• [Extrait]
▬▬▬▬▬▬▬▬▬▬
Une authenticité incertaine

Que ce soit à droite, dans la bouche d'Alain Juppé ou de François Fillon, ou même dans celle de François de Rugy et d'Emmanuel Macron, la citation prêtée à Georges Pompidou est très prisée dans le monde politique, où elle sert le plus souvent à rejeter un supposé trop-plein de normes ou à plaider pour une libéralisation de l'économie, en usant d'un ton très direct.

"On use et on abuse de cette phrase", estime Olivier Sibre, historien et directeur des études à l'institut Georges Pompidou. Elle est souvent utilisée pour se donner une image au-dessus de partis, de proximité avec le peuple en profitant de l'image de Pompidou qui était proche des Français dans son attitude et qui venait d'un milieu modeste”.

Elle apparaît dans le débat public en 2000, plus de trente ans après avoir été supposément prononcée, à la faveur de la publication d'un livre de Thierry Desjardins, alors journaliste au Figaro et Prix Albert-Londres 1975. Dans cet ouvrage intitulé "Arrêtez donc d'emmerder les Français", cet ancien reporter rapporte pour la première fois les propos que Georges Pompidou, alors Premier ministre de Charles de Gaulle, aurait lancés en 1966 à un de ses collaborateurs :

"Mais arrêtez donc d'emmerder les français : Il y a trop de lois, trop de textes, trop de règlements dans ce pays. On en crève ! Laissez-les vivre un peu et vous verrez que tout ira beaucoup mieux".
▬▬▬▬▬▬▬▬▬▬
• [Travail demandé]
1. D'après l'extrait, en quelle année la phrase prêtée à Georges Pompidou apparaît-elle dans le débat public ?
2. Résumez l'extrait en deux phrases.
Appuyez-vous uniquement sur l'extrait.

• [Données fournies]
▬▬▬▬▬▬▬▬▬▬
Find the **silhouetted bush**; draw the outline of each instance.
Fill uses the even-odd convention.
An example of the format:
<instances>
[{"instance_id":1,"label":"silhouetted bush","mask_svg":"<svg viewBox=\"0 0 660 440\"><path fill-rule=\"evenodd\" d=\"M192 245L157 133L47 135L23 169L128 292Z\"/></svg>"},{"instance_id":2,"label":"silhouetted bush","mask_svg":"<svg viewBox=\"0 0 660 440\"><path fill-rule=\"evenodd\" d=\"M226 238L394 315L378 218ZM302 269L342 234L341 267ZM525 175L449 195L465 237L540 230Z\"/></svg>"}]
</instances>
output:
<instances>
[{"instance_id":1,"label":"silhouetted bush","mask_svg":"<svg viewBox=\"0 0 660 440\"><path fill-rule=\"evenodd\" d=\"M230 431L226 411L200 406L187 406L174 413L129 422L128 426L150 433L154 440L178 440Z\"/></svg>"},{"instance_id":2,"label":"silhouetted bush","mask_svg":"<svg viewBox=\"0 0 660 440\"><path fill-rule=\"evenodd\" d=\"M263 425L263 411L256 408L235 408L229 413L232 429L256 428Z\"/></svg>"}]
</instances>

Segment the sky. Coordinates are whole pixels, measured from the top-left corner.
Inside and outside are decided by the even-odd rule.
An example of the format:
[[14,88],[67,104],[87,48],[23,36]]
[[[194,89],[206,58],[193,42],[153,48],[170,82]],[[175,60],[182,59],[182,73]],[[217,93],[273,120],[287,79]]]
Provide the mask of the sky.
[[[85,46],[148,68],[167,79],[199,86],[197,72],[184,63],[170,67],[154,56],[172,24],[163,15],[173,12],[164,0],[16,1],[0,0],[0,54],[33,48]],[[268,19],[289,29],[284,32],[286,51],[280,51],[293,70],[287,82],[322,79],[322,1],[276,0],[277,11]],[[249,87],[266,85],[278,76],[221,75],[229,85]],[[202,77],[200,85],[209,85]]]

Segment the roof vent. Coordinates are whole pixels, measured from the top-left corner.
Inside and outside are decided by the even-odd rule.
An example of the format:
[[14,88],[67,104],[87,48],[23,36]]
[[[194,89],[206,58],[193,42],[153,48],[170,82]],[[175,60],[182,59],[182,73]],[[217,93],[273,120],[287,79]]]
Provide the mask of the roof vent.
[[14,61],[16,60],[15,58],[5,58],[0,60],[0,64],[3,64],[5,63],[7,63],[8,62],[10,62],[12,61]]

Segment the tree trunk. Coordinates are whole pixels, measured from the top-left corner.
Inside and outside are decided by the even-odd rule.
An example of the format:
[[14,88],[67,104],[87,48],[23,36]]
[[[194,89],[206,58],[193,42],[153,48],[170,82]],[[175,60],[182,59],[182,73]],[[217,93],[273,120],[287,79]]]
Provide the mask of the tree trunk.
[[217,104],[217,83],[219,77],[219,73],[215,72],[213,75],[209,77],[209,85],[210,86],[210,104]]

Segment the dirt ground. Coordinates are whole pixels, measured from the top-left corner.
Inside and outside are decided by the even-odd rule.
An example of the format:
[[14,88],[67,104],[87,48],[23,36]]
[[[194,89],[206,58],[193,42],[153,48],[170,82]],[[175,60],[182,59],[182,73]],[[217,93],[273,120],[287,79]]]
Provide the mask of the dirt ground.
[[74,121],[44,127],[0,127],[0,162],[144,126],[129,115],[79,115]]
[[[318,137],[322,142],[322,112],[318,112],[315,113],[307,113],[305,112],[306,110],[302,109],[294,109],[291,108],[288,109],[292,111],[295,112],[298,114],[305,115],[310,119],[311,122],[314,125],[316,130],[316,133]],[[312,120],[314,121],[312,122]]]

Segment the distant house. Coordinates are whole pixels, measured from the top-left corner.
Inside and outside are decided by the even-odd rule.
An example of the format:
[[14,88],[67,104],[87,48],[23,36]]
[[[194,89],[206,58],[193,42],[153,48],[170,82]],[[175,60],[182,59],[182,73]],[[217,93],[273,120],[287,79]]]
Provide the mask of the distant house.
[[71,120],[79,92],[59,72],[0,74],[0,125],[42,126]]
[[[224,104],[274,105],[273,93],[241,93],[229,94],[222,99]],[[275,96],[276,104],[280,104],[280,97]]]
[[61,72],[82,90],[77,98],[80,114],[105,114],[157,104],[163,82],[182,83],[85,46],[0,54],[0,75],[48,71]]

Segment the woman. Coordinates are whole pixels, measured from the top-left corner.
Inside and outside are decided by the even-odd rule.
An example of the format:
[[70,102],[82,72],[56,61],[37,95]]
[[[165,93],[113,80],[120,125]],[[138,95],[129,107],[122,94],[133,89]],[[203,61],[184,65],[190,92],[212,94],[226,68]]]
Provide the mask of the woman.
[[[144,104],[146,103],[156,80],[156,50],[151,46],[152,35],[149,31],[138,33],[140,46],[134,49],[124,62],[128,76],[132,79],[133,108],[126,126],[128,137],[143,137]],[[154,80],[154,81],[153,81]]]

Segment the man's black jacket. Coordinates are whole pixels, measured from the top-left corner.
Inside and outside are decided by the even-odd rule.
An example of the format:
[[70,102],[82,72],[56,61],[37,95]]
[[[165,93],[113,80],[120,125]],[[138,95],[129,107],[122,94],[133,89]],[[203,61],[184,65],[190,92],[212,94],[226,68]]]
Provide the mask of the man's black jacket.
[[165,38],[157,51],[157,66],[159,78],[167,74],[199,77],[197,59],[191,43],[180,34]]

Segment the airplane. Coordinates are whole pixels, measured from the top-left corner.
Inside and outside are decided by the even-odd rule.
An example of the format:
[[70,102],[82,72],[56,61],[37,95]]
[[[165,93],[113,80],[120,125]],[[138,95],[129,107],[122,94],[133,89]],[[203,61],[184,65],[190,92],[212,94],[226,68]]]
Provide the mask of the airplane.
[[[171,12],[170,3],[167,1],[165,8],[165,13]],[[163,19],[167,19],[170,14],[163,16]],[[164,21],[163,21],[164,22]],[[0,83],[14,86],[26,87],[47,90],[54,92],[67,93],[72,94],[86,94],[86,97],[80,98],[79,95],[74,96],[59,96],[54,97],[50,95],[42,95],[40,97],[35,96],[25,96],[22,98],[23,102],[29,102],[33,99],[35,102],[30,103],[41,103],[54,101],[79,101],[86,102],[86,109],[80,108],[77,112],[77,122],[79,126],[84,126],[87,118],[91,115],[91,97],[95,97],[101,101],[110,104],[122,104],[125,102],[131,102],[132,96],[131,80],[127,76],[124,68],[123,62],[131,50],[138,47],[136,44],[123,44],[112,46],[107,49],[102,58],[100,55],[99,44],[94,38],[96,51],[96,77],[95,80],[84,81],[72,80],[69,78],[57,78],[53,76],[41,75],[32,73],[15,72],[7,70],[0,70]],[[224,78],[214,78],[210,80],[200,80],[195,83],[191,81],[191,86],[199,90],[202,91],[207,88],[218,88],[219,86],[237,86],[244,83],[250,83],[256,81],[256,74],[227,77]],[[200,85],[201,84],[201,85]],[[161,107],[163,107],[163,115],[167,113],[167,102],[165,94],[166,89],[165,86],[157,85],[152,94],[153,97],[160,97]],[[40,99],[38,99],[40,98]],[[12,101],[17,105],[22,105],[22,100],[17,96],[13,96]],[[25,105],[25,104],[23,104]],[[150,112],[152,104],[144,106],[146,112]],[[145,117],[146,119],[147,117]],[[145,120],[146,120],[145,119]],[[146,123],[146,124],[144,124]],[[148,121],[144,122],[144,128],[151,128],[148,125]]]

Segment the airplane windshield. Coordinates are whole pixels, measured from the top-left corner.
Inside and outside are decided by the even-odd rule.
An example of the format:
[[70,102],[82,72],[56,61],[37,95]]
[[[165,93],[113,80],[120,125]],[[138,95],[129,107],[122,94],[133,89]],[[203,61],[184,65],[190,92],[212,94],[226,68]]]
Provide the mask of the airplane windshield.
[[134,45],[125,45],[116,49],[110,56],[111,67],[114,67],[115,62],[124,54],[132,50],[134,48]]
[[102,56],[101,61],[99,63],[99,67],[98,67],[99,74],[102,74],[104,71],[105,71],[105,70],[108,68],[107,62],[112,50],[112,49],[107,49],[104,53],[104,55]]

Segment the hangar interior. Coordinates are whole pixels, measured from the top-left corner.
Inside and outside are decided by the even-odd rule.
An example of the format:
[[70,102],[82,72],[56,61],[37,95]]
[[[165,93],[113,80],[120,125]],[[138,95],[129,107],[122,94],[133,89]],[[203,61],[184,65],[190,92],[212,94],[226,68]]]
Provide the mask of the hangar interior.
▬▬▬▬▬▬▬▬▬▬
• [Réponses attendues]
1. En 2000, avec la publication d'un livre de Thierry Desjardins.

2. La citation prêtée à Georges Pompidou est très prisée de responsables politiques comme Alain Juppé, François Fillon ou Emmanuel Macron, qui s'en servent surtout pour rejeter un supposé trop-plein de normes ou plaider pour une libéralisation de l'économie, et l'historien Olivier Sibre estime qu'on en use et en abuse. Elle n'apparaît dans le débat public qu'en 2000, dans un livre de Thierry Desjardins rapportant que Pompidou, alors Premier ministre, l'aurait lancée en 1966 à un de ses collaborateurs.